**WHAT YOU ARE ASKED TO DO:** Everything from the line with "Prompt: pine tree" through the end of the entries must be transcribed exactly; no other lines belong in the answer.

**MATERIAL SHOWN:**
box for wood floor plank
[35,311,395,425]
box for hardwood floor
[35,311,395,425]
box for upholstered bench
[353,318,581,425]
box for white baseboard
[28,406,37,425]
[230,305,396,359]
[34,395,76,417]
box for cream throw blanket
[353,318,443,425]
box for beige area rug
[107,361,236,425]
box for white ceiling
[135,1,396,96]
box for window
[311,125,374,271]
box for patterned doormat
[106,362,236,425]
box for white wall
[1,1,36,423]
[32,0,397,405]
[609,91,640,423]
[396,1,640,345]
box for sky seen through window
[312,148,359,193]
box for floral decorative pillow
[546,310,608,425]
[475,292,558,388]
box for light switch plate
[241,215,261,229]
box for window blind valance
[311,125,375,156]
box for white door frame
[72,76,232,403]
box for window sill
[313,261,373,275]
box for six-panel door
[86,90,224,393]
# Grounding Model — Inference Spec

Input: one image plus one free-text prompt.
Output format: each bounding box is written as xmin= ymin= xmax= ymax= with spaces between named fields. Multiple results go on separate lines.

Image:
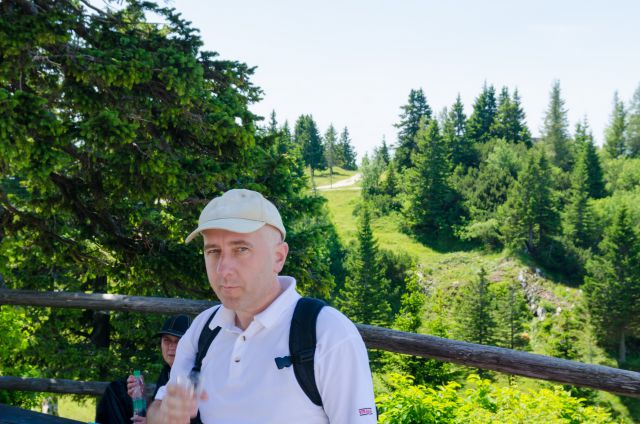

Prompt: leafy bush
xmin=376 ymin=373 xmax=623 ymax=423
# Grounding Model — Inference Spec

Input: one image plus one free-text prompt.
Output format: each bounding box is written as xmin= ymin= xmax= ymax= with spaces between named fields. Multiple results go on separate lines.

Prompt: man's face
xmin=160 ymin=334 xmax=180 ymax=367
xmin=202 ymin=225 xmax=288 ymax=318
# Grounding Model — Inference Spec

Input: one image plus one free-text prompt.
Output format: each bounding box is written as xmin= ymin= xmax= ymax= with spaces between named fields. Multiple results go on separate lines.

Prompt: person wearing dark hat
xmin=95 ymin=315 xmax=192 ymax=424
xmin=147 ymin=189 xmax=377 ymax=424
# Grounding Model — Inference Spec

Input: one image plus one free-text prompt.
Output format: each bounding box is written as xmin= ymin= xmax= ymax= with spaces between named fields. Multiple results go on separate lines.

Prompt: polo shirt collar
xmin=209 ymin=276 xmax=300 ymax=331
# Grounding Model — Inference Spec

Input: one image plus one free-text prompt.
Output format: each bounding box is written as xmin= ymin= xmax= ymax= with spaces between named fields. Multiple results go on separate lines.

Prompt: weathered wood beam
xmin=359 ymin=324 xmax=640 ymax=398
xmin=2 ymin=289 xmax=640 ymax=398
xmin=0 ymin=289 xmax=215 ymax=315
xmin=0 ymin=376 xmax=155 ymax=397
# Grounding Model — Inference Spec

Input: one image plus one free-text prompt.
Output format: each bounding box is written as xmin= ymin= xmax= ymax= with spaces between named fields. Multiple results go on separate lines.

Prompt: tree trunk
xmin=619 ymin=331 xmax=627 ymax=364
xmin=90 ymin=276 xmax=110 ymax=379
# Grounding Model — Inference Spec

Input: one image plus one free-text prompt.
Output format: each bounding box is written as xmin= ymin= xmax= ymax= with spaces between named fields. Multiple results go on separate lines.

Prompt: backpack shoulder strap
xmin=289 ymin=297 xmax=326 ymax=406
xmin=190 ymin=306 xmax=222 ymax=424
xmin=193 ymin=305 xmax=222 ymax=373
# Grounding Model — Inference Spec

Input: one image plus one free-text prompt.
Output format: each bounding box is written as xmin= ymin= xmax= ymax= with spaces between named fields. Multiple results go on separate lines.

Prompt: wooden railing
xmin=1 ymin=289 xmax=640 ymax=399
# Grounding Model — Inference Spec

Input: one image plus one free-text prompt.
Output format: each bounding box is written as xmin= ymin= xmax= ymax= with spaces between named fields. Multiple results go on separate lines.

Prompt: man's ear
xmin=273 ymin=241 xmax=289 ymax=273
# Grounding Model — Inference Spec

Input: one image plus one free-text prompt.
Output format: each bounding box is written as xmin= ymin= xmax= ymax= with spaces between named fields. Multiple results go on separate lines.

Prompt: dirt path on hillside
xmin=316 ymin=173 xmax=362 ymax=190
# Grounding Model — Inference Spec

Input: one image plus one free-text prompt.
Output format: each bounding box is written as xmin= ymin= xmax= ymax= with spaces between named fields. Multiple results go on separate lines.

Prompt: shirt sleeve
xmin=314 ymin=307 xmax=377 ymax=423
xmin=154 ymin=307 xmax=215 ymax=401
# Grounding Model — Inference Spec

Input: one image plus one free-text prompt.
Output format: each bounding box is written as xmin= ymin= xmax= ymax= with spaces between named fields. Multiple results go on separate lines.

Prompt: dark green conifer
xmin=404 ymin=120 xmax=461 ymax=238
xmin=336 ymin=207 xmax=392 ymax=327
xmin=584 ymin=206 xmax=640 ymax=363
xmin=573 ymin=119 xmax=605 ymax=199
xmin=500 ymin=149 xmax=559 ymax=253
xmin=541 ymin=81 xmax=572 ymax=171
xmin=604 ymin=92 xmax=628 ymax=158
xmin=338 ymin=127 xmax=357 ymax=170
xmin=466 ymin=83 xmax=498 ymax=144
xmin=394 ymin=88 xmax=432 ymax=170
xmin=443 ymin=94 xmax=476 ymax=168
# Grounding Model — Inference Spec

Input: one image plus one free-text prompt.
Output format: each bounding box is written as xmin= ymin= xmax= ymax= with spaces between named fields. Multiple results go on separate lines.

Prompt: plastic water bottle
xmin=132 ymin=370 xmax=147 ymax=417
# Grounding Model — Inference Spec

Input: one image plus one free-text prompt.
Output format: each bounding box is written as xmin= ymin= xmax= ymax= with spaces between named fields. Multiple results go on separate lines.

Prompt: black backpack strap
xmin=289 ymin=297 xmax=326 ymax=406
xmin=190 ymin=305 xmax=221 ymax=424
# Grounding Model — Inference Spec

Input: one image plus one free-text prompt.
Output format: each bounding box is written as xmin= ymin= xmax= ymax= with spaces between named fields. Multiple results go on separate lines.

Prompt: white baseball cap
xmin=185 ymin=189 xmax=286 ymax=243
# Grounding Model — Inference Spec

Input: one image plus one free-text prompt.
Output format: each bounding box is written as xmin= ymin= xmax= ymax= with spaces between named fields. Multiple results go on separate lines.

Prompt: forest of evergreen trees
xmin=1 ymin=1 xmax=640 ymax=422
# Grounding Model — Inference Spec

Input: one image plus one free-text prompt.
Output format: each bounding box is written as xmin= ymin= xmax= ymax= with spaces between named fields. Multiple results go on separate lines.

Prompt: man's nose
xmin=216 ymin=252 xmax=233 ymax=274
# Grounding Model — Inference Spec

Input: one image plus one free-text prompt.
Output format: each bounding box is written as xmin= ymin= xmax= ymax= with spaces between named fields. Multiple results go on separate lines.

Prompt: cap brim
xmin=155 ymin=330 xmax=185 ymax=338
xmin=185 ymin=218 xmax=266 ymax=243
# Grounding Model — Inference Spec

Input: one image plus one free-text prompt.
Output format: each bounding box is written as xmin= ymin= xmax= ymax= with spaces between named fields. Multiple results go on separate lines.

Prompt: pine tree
xmin=294 ymin=114 xmax=326 ymax=181
xmin=466 ymin=83 xmax=498 ymax=144
xmin=404 ymin=119 xmax=460 ymax=238
xmin=268 ymin=110 xmax=278 ymax=135
xmin=338 ymin=127 xmax=357 ymax=170
xmin=389 ymin=273 xmax=456 ymax=386
xmin=562 ymin=147 xmax=595 ymax=249
xmin=394 ymin=88 xmax=432 ymax=170
xmin=541 ymin=81 xmax=572 ymax=171
xmin=383 ymin=160 xmax=399 ymax=198
xmin=604 ymin=92 xmax=628 ymax=158
xmin=584 ymin=206 xmax=640 ymax=363
xmin=500 ymin=149 xmax=559 ymax=253
xmin=455 ymin=268 xmax=496 ymax=345
xmin=324 ymin=124 xmax=338 ymax=178
xmin=336 ymin=207 xmax=392 ymax=326
xmin=494 ymin=282 xmax=529 ymax=350
xmin=360 ymin=153 xmax=385 ymax=199
xmin=491 ymin=87 xmax=532 ymax=146
xmin=378 ymin=135 xmax=390 ymax=165
xmin=574 ymin=119 xmax=605 ymax=199
xmin=627 ymin=83 xmax=640 ymax=157
xmin=443 ymin=94 xmax=476 ymax=168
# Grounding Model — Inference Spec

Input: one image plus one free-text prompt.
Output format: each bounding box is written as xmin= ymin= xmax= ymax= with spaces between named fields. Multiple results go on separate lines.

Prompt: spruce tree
xmin=338 ymin=127 xmax=357 ymax=170
xmin=562 ymin=147 xmax=595 ymax=249
xmin=394 ymin=88 xmax=433 ymax=170
xmin=324 ymin=124 xmax=338 ymax=178
xmin=389 ymin=273 xmax=456 ymax=386
xmin=455 ymin=268 xmax=496 ymax=345
xmin=494 ymin=282 xmax=529 ymax=350
xmin=379 ymin=135 xmax=390 ymax=165
xmin=443 ymin=94 xmax=476 ymax=168
xmin=604 ymin=92 xmax=628 ymax=158
xmin=336 ymin=207 xmax=392 ymax=327
xmin=500 ymin=149 xmax=559 ymax=253
xmin=294 ymin=114 xmax=326 ymax=181
xmin=360 ymin=153 xmax=385 ymax=199
xmin=584 ymin=206 xmax=640 ymax=363
xmin=574 ymin=119 xmax=605 ymax=198
xmin=466 ymin=83 xmax=498 ymax=144
xmin=627 ymin=83 xmax=640 ymax=157
xmin=383 ymin=160 xmax=399 ymax=198
xmin=491 ymin=87 xmax=532 ymax=146
xmin=268 ymin=110 xmax=278 ymax=135
xmin=541 ymin=81 xmax=572 ymax=171
xmin=405 ymin=119 xmax=460 ymax=238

**ANSWER TO THIS EXERCISE:**
Prompt: pine tree
xmin=294 ymin=114 xmax=326 ymax=181
xmin=466 ymin=83 xmax=498 ymax=144
xmin=404 ymin=119 xmax=460 ymax=238
xmin=268 ymin=110 xmax=278 ymax=135
xmin=338 ymin=127 xmax=357 ymax=170
xmin=389 ymin=273 xmax=456 ymax=386
xmin=562 ymin=147 xmax=595 ymax=249
xmin=394 ymin=88 xmax=432 ymax=170
xmin=541 ymin=81 xmax=572 ymax=171
xmin=383 ymin=160 xmax=399 ymax=198
xmin=604 ymin=92 xmax=628 ymax=158
xmin=584 ymin=206 xmax=640 ymax=363
xmin=500 ymin=149 xmax=559 ymax=253
xmin=455 ymin=268 xmax=496 ymax=345
xmin=324 ymin=124 xmax=338 ymax=178
xmin=336 ymin=207 xmax=392 ymax=326
xmin=494 ymin=282 xmax=529 ymax=350
xmin=360 ymin=153 xmax=385 ymax=199
xmin=491 ymin=87 xmax=532 ymax=146
xmin=378 ymin=135 xmax=390 ymax=165
xmin=574 ymin=119 xmax=605 ymax=199
xmin=627 ymin=83 xmax=640 ymax=157
xmin=443 ymin=94 xmax=476 ymax=168
# Grounding Model — Inference Spec

Input: one image plus one free-text prompt.
Output format: each bounding box is written as xmin= ymin= xmax= ymax= with spaces between named fields. Multiple results go on separate lines.

Prompt: spruce tree
xmin=338 ymin=127 xmax=357 ymax=170
xmin=562 ymin=147 xmax=595 ymax=249
xmin=394 ymin=88 xmax=433 ymax=170
xmin=324 ymin=124 xmax=338 ymax=178
xmin=389 ymin=273 xmax=456 ymax=386
xmin=455 ymin=268 xmax=496 ymax=345
xmin=494 ymin=282 xmax=529 ymax=350
xmin=379 ymin=135 xmax=390 ymax=165
xmin=443 ymin=94 xmax=476 ymax=168
xmin=604 ymin=92 xmax=628 ymax=158
xmin=336 ymin=207 xmax=392 ymax=327
xmin=500 ymin=149 xmax=559 ymax=253
xmin=294 ymin=114 xmax=326 ymax=181
xmin=360 ymin=153 xmax=385 ymax=199
xmin=584 ymin=206 xmax=640 ymax=363
xmin=574 ymin=119 xmax=605 ymax=198
xmin=466 ymin=83 xmax=498 ymax=144
xmin=627 ymin=83 xmax=640 ymax=157
xmin=383 ymin=160 xmax=399 ymax=198
xmin=491 ymin=87 xmax=532 ymax=146
xmin=268 ymin=110 xmax=278 ymax=135
xmin=541 ymin=81 xmax=572 ymax=171
xmin=405 ymin=119 xmax=460 ymax=238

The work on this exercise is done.